• **PROBLEM STATEMENT**: Reproduce the listing below in full and without alteration, apart from its pictures.

○ ○ ○ ○

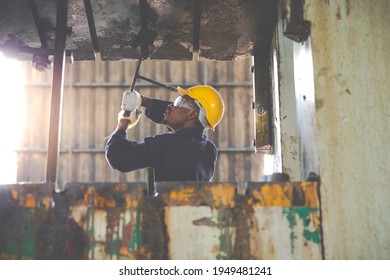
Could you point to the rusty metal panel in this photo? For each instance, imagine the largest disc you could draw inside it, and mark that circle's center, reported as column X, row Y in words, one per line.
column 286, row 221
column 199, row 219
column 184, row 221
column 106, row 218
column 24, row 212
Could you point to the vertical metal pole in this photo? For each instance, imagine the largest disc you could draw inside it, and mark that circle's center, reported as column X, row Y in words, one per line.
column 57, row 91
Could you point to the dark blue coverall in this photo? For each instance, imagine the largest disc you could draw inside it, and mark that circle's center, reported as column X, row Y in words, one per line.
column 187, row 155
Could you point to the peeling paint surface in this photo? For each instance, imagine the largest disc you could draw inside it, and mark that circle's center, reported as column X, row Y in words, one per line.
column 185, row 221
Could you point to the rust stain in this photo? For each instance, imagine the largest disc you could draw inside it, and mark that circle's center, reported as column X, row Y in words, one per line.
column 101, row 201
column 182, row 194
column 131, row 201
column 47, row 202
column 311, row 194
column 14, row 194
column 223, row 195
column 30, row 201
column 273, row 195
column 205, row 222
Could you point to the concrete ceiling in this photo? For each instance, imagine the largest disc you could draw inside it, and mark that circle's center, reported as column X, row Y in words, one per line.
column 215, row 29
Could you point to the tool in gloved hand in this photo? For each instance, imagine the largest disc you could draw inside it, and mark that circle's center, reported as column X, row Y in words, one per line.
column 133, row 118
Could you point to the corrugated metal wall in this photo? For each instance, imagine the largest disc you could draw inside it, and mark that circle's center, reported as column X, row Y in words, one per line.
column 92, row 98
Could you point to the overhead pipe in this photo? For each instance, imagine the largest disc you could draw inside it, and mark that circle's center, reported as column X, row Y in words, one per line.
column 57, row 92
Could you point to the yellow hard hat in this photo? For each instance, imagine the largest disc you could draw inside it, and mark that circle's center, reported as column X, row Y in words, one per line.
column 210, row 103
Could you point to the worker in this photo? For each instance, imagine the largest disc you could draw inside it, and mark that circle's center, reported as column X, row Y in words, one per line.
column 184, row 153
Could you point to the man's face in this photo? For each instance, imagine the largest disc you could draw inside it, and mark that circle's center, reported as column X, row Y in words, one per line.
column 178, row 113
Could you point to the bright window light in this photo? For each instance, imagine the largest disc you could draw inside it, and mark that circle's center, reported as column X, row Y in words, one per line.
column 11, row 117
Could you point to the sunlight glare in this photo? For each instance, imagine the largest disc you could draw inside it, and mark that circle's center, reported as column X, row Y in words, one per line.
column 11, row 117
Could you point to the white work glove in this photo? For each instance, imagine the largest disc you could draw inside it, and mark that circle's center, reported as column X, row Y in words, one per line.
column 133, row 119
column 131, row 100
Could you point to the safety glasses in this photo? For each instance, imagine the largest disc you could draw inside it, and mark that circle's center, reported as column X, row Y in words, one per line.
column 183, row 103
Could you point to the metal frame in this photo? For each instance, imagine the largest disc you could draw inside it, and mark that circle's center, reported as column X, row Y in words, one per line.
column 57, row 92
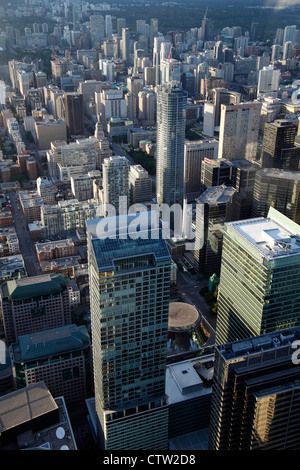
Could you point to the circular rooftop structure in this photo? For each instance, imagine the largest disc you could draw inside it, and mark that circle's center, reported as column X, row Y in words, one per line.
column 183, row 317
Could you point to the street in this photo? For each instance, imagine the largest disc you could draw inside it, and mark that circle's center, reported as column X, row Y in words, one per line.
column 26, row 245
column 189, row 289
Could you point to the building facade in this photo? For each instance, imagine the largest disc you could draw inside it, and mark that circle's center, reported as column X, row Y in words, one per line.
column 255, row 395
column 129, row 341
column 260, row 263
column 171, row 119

○ ○ ○ ○

• **TASK SOLUTION**:
Could you point to the rusty metal panel in this photo? For each instance, imagine the largest disc you could draw inside it, and mark that circle's center, reported as column X, row Y in words, one per line.
column 286, row 221
column 199, row 219
column 184, row 221
column 106, row 218
column 24, row 212
Could you point to the vertical metal pole in this photo? For each instance, imagine the largest disc you could draw inside it, and mark that circle's center, reported as column X, row Y in words, one per line.
column 57, row 91
Could you point to the dark blue coverall in this photo? For each instance, imagine the largest disc you could draw inside it, and mark that circle's center, reported as column X, row Y in words, one per line.
column 187, row 155
Could you point to the peeling paint surface in this photo? For each instance, imagine the largest disc you could draw inside it, and mark that circle's center, reported as column X, row Y in words, one per line.
column 185, row 221
Could you point to the rust stain in this photo? For each instance, imagine the largest disc you could draw inside it, and mark that circle's center, reported as column X, row Y in words, one per line.
column 101, row 201
column 182, row 194
column 131, row 201
column 47, row 202
column 311, row 194
column 14, row 194
column 223, row 195
column 30, row 201
column 273, row 195
column 205, row 222
Could you point to the concrete ceiling in this photo? For each instance, imagine the largest disc you could draw inside it, and mark that circle's center, reported as column X, row Y in words, one per line.
column 215, row 29
Could you point to the tool in gloved hand in this photo? For each instance, imagine the largest disc you could draw inside it, and mark that circle's center, reported as column X, row Y in words, one per line.
column 133, row 118
Could you point to the corrugated metal wall in this photo? For each instance, imagine the largest disc you could draw inside it, and mark that circle's center, reported as column X, row Y in words, one per line.
column 92, row 98
Could you point to the overhead pipe in this photo? For each instance, imagine the largest disc you could draw inside it, and mark that circle's center, reported as column X, row Y in words, one per line.
column 57, row 92
Could you point to the yellow hard hat in this photo? For each instance, imagine the largest disc you could draw inside it, and mark that circle's center, reported as column X, row Y in words, one per line.
column 210, row 103
Could you point to the worker in this photo? For each instance, imagine the largest disc you could draw inside it, and mark that circle's center, reported as column X, row Y in words, one per line.
column 184, row 153
Could you point to the man's face in this photo? For each instance, imagine the largest disc you could draw inside it, and mark that circle's center, reported as column X, row Y in words, one per line.
column 178, row 113
Could you point to the bright window light in this photo? For each instance, imagine the largest disc you could draw inside it, and mark that circle's center, reported as column X, row Y in words, one per line.
column 11, row 117
Could you point to the sunlight glare in this photo? For each instance, imagine the largest disc you could draw inside it, and mark that circle's center, reported as column X, row Y in words, one per line.
column 11, row 117
Could you point to the white work glove in this photo? For each instance, imagine the largest disc you could draw inside it, and mark that circle's center, reported as column X, row Y in words, one per line.
column 133, row 119
column 131, row 100
Could you point to the safety glasses in this photo? For each instance, imagine the largest disc you could draw inside it, and mark that circle's center, reported as column X, row Y in words, one per line.
column 183, row 103
Could you point to the metal frame in this photo? For each instance, imagine the largest disc you could draw inside it, and mark that circle's center, reported as column X, row Y in words, one per line.
column 57, row 92
Could you point to the circular rooftop structure in this photo? For each instance, imagine the largest disc you could draw inside it, and mark that circle's center, reported as column X, row Y in words, one per line.
column 183, row 317
Could you point to the street in this photo? For each instance, imagine the largest disc you could draw inside it, and mark that circle's center, reported as column X, row Y in words, one per line.
column 26, row 245
column 189, row 289
Could you point to the building facade in this photo? For each instance, imagine the largest disc you could draw inside it, and mark that circle's center, reported as column X, row Y in words, one per line.
column 255, row 395
column 129, row 341
column 260, row 263
column 171, row 119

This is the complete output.